- _Task item_:
The line containing "A colleague needs the location of the beach" marks the end; copy exactly all lines from the start of the material up to and including it.

Records for the task: Begin

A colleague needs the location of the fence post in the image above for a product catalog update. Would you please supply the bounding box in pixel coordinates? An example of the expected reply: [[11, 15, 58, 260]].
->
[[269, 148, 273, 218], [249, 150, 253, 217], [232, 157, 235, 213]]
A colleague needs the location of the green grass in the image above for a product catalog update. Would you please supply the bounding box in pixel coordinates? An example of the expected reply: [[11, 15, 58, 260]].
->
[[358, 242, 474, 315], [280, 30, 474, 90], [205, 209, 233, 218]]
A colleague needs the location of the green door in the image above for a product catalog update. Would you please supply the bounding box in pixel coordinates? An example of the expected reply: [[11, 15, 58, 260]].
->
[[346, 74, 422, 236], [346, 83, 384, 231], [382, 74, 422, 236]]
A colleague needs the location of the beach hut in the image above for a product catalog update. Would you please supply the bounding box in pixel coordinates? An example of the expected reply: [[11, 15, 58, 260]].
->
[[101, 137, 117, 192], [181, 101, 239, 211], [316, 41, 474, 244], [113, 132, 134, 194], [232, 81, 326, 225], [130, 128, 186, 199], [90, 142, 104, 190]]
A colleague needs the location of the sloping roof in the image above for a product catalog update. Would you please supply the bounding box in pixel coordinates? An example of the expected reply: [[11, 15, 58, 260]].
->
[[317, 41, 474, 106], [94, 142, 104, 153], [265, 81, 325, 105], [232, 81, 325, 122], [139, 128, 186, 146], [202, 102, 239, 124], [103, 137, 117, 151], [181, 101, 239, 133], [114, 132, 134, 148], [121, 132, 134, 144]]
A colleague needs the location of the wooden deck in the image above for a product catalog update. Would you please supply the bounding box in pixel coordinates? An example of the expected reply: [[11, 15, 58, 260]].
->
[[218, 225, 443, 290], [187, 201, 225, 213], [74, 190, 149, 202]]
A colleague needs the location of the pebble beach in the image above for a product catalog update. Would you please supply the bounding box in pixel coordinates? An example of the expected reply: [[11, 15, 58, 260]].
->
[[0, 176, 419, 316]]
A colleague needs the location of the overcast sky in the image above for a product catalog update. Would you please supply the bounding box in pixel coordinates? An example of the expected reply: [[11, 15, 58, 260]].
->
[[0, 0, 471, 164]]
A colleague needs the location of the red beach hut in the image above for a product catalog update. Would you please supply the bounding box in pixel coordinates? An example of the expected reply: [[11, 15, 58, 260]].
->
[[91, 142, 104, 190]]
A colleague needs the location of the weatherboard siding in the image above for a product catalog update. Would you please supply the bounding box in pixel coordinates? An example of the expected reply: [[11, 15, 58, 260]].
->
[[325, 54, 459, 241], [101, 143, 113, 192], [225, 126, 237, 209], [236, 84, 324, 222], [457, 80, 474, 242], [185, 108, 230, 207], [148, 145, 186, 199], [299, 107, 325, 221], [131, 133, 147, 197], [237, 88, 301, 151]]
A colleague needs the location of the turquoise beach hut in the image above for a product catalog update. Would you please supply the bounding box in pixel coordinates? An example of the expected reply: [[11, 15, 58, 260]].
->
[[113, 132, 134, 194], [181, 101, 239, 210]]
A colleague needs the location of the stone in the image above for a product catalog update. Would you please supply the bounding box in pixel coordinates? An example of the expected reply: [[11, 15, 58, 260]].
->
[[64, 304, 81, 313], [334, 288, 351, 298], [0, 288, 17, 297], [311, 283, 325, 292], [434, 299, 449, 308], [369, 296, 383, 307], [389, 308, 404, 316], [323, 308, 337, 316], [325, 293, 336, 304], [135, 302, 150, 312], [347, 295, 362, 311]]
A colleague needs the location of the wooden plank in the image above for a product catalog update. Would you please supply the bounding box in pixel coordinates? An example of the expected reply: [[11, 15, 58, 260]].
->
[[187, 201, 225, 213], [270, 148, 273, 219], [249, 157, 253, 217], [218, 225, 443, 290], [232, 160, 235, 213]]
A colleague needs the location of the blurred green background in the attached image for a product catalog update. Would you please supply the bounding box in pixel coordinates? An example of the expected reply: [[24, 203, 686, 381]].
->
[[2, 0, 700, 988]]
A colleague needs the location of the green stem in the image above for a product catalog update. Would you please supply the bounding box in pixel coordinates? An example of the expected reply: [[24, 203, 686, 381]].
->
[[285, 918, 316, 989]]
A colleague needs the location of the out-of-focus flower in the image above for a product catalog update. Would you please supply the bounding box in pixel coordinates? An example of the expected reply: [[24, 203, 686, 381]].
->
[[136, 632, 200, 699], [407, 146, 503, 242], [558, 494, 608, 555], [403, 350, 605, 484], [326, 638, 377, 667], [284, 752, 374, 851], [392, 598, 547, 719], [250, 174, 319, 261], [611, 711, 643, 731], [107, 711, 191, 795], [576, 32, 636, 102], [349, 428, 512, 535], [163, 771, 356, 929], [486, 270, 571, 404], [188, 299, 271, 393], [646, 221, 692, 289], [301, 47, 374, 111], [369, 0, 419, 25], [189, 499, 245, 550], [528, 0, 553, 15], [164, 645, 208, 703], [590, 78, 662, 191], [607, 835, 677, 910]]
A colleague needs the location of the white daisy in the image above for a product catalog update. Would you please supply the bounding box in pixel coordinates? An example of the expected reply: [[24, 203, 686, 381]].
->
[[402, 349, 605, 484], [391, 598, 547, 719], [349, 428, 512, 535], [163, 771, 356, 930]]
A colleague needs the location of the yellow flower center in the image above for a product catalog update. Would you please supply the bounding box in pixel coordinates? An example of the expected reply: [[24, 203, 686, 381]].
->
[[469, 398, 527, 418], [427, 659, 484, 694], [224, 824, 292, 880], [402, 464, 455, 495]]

Records for the task: End

- _Answer to the problem_:
A colleague needs the location of the fence post in the image above for a product catalog update. Would you please supply the bounding box in pixel coordinates? An example of the expected reply: [[11, 15, 58, 260]].
->
[[269, 148, 273, 218], [249, 150, 253, 217], [232, 157, 235, 213]]
A colleague needs the location of the green grass in the image above for a product catalog update. Would you please supply the bounding box in pixel coordinates? An example of the expected reply: [[11, 15, 58, 260]].
->
[[358, 242, 474, 315], [280, 30, 474, 90], [205, 209, 233, 218]]
A colleague needs the location of the green door in the image above for a product catalog update. Would you please supply the bounding box in pixel coordinates? An example of the expected reply: [[11, 15, 58, 260]].
->
[[346, 74, 422, 236], [346, 83, 384, 231], [382, 74, 422, 236]]
A colleague needs the location of the beach hut in the image above for a product catalog update. Would you please supply the bounding box in pixel coordinates? An example of the expected reply: [[11, 15, 58, 260]].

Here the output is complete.